SET TASK A >> State how many lines of the rows contain the string "window". Give only the number, and note that case counts.

DOCUMENT SEGMENT >>
┄┄┄┄┄┄
Hi all. I've debated on even delving into this topic, but I really just need to get it out there and hear some outside perspectives on the topic.

First some background, I was a single mom until my son was 8 and I got into a LTR who I married two years later. We separated in 2017, after a very rocky previous year trying to make things work. He is the only dad my son ever knew. My son actually still lives in Oklahoma by him and I'm eternally grateful that my ex and his family never treated my son as anything but their own.

Fast forward to now, I am in a LTR with a man who has an 8 year old daughter. I adore her. Although we aren't married I'm essentially her step-mom. She tells everyone, "That's Rhonda, she's basically my second mom." My boyfriend and his ex-wife get along well. There is communication between them and between she and I, particularly about his daughter.

We recently got his daughter a horse to ride and enrolled her in 4-H where she is doing the cavy project and the horse project. I have found the 4-H club because I am the one who is familiar with the program as I did it as a child. My own son was too busy with football, wrestling, and golf to really get into horses or 4-H, but my stepdaughter loves animals and her careers change between vet, dog trainer, and now horse trainer. Anyway, the cavy leader for the group gave her the animal. We got her everything she needs to feed and care for it. Then her mom says it can't stay at their house until they move which is fine. I did ask her prior to moving forward with any of this to get permission from her as well since it is a large commitment.

My issue is this: when step-daughter is at our house she is engaged in activities. She practices her showmanship with the cavy. She loves going to the barn and doing barn chores. She actually cleaned all three stalls the other day while I was organizing tack. She read the entire horse project 4-H handbook and determined that more than anything she wants to learn to rope. I got her a cheap kids rope and she has spent hours practicing it in the yard roping fence posts and setting up challenges for herself. Then when she goes home the only activity she does is play video games or watch tv. Let's just say that her mom is not the outdoor active type. This also drives her dad nuts that there is so much screen time at her moms.
┄┄┄┄┄┄
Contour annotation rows
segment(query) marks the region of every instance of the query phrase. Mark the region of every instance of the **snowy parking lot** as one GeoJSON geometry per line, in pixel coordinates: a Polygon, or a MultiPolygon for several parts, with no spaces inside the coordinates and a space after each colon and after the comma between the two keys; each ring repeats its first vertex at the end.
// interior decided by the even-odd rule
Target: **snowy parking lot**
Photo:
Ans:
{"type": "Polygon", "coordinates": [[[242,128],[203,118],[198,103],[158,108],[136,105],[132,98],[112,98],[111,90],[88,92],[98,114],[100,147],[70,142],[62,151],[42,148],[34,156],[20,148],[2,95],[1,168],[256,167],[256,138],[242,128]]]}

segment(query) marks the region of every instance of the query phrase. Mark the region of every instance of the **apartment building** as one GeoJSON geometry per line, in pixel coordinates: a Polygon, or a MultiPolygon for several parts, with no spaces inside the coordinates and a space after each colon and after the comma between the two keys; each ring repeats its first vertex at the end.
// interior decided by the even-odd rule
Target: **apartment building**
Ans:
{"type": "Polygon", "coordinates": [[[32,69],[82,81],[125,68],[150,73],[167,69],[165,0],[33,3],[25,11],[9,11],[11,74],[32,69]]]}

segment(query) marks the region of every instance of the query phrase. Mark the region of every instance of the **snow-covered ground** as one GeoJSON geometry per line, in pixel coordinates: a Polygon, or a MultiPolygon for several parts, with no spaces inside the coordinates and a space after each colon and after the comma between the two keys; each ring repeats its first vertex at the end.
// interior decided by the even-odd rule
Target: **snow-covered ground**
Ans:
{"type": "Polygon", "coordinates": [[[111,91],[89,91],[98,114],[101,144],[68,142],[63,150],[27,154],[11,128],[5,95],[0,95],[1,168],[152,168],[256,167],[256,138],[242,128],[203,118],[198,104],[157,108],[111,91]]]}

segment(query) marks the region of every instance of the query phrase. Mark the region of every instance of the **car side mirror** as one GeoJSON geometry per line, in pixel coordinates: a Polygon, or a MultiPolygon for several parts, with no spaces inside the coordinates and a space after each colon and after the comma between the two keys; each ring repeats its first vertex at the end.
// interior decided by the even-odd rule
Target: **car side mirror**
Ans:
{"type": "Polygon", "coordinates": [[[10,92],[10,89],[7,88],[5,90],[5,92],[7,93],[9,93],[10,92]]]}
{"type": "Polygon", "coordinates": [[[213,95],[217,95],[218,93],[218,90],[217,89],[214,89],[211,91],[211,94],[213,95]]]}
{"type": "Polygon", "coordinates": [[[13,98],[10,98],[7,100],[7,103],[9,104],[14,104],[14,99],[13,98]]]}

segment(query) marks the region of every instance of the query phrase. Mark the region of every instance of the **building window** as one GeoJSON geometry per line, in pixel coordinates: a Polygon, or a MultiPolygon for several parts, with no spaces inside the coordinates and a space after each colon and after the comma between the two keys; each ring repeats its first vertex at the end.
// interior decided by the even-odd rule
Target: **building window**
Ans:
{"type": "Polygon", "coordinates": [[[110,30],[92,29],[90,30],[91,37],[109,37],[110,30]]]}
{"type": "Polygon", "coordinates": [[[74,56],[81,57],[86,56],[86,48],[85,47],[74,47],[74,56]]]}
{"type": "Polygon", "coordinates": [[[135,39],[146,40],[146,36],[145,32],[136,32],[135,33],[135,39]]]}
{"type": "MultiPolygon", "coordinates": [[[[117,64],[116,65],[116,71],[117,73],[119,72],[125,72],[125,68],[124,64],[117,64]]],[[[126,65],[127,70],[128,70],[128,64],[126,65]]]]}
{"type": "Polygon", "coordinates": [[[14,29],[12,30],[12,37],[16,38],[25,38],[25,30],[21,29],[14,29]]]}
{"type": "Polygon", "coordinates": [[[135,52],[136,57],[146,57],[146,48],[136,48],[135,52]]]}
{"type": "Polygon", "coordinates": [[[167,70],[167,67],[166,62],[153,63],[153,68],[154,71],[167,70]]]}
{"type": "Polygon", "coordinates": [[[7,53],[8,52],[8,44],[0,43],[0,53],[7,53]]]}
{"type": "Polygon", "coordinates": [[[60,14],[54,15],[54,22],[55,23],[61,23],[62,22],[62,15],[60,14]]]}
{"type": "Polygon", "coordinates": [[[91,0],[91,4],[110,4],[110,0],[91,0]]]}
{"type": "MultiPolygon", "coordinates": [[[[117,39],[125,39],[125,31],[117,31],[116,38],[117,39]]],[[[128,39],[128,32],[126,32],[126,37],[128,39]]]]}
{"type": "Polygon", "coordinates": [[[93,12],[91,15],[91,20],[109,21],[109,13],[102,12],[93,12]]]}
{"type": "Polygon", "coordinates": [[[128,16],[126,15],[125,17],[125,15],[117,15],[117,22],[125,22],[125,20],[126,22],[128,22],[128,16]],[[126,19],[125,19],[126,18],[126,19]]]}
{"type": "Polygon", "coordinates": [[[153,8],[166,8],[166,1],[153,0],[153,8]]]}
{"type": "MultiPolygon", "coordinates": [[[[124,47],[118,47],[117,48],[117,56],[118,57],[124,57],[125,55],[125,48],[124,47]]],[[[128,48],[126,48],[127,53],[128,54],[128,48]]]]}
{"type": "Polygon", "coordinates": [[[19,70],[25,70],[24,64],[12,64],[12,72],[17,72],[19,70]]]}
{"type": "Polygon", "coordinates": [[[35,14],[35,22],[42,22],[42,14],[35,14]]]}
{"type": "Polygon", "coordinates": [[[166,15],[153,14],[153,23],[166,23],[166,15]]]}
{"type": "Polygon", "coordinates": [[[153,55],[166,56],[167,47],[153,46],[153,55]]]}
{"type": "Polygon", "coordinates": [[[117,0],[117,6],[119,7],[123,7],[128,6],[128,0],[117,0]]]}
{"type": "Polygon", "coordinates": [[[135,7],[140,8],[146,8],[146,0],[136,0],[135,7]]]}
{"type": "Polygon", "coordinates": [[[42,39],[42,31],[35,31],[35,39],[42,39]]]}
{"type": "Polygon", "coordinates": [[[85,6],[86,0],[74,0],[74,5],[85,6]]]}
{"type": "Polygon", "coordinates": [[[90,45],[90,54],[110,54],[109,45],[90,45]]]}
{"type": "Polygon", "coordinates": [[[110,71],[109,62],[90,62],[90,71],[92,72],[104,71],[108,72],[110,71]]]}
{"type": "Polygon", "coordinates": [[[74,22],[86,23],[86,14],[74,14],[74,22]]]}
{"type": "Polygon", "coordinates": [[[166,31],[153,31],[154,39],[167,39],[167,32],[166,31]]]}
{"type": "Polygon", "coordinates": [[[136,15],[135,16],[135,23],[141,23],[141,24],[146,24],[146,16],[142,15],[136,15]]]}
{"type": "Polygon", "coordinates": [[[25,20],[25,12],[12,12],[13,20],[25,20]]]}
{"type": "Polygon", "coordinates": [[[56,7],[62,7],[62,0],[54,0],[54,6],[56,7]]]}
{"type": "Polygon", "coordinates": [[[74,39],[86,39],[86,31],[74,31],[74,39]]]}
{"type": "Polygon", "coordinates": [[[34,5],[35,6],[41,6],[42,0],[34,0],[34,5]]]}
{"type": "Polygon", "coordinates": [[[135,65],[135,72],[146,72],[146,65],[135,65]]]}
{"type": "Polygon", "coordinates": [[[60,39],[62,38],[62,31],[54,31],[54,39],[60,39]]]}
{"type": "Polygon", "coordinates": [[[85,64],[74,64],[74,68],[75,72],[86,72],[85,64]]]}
┄┄┄┄┄┄
SET TASK B >> Please decide whether each statement agrees with the post about the stepdaughter and 4-H, answering yes or no and quoting the deciding words: (i) The stepdaughter's mom said the animal could not stay at their house until they move. (ii) The writer's son got into horses and 4-H. (iii) The stepdaughter cleaned all three stalls.

FULL OUTPUT A >> 2

FULL OUTPUT B >>
(i) Yes: "Then her mom says it can't stay at their house until they move which is fine."
(ii) No: "My own son was too busy with football, wrestling, and golf to really get into horses or 4-H"
(iii) Yes: "She actually cleaned all three stalls the other day while I was organizing tack."